What to work on:
The records below need retyping in full; give them again exactly.

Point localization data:

• • • • •

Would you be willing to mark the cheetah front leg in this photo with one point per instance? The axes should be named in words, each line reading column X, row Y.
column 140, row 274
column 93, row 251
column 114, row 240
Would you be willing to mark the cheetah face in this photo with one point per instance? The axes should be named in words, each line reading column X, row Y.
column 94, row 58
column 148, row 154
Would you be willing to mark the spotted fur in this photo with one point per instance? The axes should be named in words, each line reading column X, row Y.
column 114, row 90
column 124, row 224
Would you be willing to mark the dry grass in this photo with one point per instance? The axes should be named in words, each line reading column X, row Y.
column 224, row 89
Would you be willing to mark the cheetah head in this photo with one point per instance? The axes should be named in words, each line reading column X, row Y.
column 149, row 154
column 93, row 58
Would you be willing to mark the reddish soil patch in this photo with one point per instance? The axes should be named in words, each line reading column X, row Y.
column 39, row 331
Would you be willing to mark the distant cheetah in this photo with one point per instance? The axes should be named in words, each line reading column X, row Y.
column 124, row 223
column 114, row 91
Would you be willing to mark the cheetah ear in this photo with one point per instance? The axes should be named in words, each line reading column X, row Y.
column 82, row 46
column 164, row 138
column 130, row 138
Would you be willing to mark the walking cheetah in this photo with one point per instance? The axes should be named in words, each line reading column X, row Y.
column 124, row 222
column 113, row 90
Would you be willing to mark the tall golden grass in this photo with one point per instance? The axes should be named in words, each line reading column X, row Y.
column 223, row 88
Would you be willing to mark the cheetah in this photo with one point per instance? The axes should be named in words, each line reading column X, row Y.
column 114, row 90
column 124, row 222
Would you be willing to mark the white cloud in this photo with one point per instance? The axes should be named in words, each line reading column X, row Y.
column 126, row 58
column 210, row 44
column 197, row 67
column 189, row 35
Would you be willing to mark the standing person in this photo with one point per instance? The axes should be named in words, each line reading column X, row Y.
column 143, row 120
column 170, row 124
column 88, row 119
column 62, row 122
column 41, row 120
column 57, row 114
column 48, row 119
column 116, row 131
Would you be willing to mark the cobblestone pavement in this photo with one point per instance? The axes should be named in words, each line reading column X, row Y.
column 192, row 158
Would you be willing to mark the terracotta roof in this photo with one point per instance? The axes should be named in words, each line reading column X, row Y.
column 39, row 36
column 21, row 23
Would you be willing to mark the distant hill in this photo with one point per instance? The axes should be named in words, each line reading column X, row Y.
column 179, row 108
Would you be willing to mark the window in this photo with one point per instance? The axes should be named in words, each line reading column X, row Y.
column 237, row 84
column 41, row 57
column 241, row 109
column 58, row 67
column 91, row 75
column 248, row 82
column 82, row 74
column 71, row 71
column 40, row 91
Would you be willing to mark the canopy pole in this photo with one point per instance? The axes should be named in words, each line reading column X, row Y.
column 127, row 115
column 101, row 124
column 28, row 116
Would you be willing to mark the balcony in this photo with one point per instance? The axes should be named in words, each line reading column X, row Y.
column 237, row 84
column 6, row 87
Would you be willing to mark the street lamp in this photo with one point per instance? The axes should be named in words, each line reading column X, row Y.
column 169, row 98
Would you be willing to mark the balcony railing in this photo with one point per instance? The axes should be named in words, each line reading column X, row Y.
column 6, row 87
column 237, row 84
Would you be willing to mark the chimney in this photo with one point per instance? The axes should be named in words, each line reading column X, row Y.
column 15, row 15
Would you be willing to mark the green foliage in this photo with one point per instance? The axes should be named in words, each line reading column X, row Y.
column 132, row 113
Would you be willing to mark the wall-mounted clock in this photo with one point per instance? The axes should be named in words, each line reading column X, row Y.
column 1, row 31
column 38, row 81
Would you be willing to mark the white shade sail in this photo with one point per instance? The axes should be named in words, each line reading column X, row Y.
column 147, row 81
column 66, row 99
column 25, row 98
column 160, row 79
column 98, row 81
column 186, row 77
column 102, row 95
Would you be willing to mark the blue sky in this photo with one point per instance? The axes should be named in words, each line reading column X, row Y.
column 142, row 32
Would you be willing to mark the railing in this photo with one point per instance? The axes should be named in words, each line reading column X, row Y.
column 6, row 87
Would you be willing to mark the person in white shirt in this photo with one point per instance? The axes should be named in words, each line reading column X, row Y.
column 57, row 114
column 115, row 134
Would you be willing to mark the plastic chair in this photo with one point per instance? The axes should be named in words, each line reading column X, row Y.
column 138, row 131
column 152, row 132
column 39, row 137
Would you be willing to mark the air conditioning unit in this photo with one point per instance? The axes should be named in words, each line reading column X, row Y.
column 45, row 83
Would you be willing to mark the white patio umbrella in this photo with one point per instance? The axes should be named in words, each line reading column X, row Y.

• • • • •

Answer box:
Would you be willing to mark the cheetah front leg in this photo with one point per instance? The axes should be named in words, each line reading column X, row Y.
column 140, row 274
column 93, row 251
column 114, row 240
Would you be willing to mark the cheetah face in this photo with one point per instance? The axes should be named in words, each line reading column X, row Y.
column 94, row 58
column 148, row 154
Would you be willing to mark the spotted fur in this photo with one point per instance? The axes should be named in words, each line reading column X, row Y.
column 114, row 90
column 124, row 224
Would you be willing to mark the dry grass in this photo with one point per instance? The axes should be named in words, each line reading column X, row Y.
column 224, row 89
Would you be willing to mark the cheetah head in this photo with one point per instance? The axes should be named in words, each line reading column X, row Y.
column 149, row 154
column 93, row 58
Would you be willing to mark the reddish soil patch in this photo with one point per instance? The axes should be named in words, each line reading column X, row Y.
column 39, row 331
Would you be willing to mark the distant cheetah in this photo with one point per instance? The axes should be named in words, each line reading column X, row Y.
column 124, row 223
column 114, row 91
Would you be willing to mark the cheetah ear in this photo with one point per instance? The axes should be named in words, each line reading column X, row Y.
column 82, row 46
column 164, row 138
column 130, row 138
Would you be willing to mark the walking cheetah in this photo with one point per instance? The axes should be named in words, each line reading column X, row Y.
column 124, row 222
column 113, row 90
Would you be willing to mark the tall golden grass in this photo with one point per instance? The axes should be named in words, each line reading column X, row Y.
column 223, row 88
Would you be willing to mark the cheetah in this photo with one point per instance? The axes should be named in words, each line reading column X, row Y.
column 114, row 90
column 124, row 222
Would you be willing to mark the white cloud in this photo with one point per instance? The axes should be named in words, each line reading column X, row Y.
column 126, row 58
column 210, row 44
column 197, row 67
column 189, row 35
Would you be willing to mark the standing person in this photo with one point per instance? The axes should be named in words, each line reading column X, row Y.
column 143, row 120
column 170, row 124
column 88, row 119
column 62, row 122
column 41, row 120
column 57, row 114
column 48, row 119
column 116, row 131
Would you be willing to mark the cobblestone pavement in this photo with one point per instance? The axes should be named in words, each line reading column X, row Y.
column 192, row 158
Would you be willing to mark the terracotta roof in this photo with one point per instance? The axes should be named in words, each line reading column X, row Y.
column 39, row 36
column 21, row 23
Would you be willing to mark the distant hill in this photo with one point per instance? The axes should be named in words, each line reading column X, row Y.
column 179, row 108
Would you be willing to mark the window in this photo with one point per instance? The axes should be named in words, each line reading column X, row Y.
column 237, row 84
column 41, row 57
column 241, row 109
column 58, row 67
column 91, row 75
column 248, row 82
column 82, row 74
column 71, row 71
column 40, row 91
Would you be willing to mark the canopy pole in this photo with one point per instance? The axes should be named in words, each line reading column X, row Y.
column 127, row 115
column 101, row 124
column 28, row 116
Would you be willing to mark the balcony in this photo with one point per instance? The axes should be named in words, each line reading column X, row Y.
column 237, row 84
column 6, row 87
Would you be willing to mark the street lamp in this photo with one point per instance? The axes should be named in words, each line reading column X, row Y.
column 169, row 98
Would you be willing to mark the balcony railing in this photo with one point per instance? The axes should be named in words, each line reading column X, row Y.
column 6, row 87
column 237, row 84
Would you be willing to mark the chimney in this photo with one point per instance? The axes should be named in words, each line reading column X, row Y.
column 15, row 15
Would you be willing to mark the green foliage in this photo with one point per instance? The axes should be named in words, each line reading column X, row Y.
column 132, row 113
Would you be willing to mark the wall-mounted clock in this photo with one point per instance? The axes should be named in words, each line reading column X, row Y.
column 1, row 31
column 38, row 81
Would you be willing to mark the white shade sail in this photo with one point per instance? The axes should be named in words, each line reading column X, row Y.
column 147, row 81
column 66, row 99
column 25, row 98
column 160, row 79
column 98, row 81
column 186, row 77
column 102, row 95
Would you be willing to mark the blue sky in this photo with one point per instance? The axes should be named in words, each line reading column X, row Y.
column 142, row 32
Would you be willing to mark the railing in this photo with one point per instance? The axes should be named in words, each line reading column X, row Y.
column 6, row 87
Would you be willing to mark the person in white shirt in this photo with one point per instance? The axes should be named in words, each line reading column X, row Y.
column 57, row 114
column 115, row 134
Would you be willing to mark the plastic chair in this photo with one point per instance? The axes should be named in words, each line reading column X, row Y.
column 138, row 131
column 152, row 132
column 39, row 137
Would you be willing to mark the air conditioning unit in this photo with one point per instance? The axes should be named in words, each line reading column X, row Y.
column 45, row 83
Would you be willing to mark the white patio umbrella in this photo with one point per instance? The axes should be named in words, each line reading column X, row Y.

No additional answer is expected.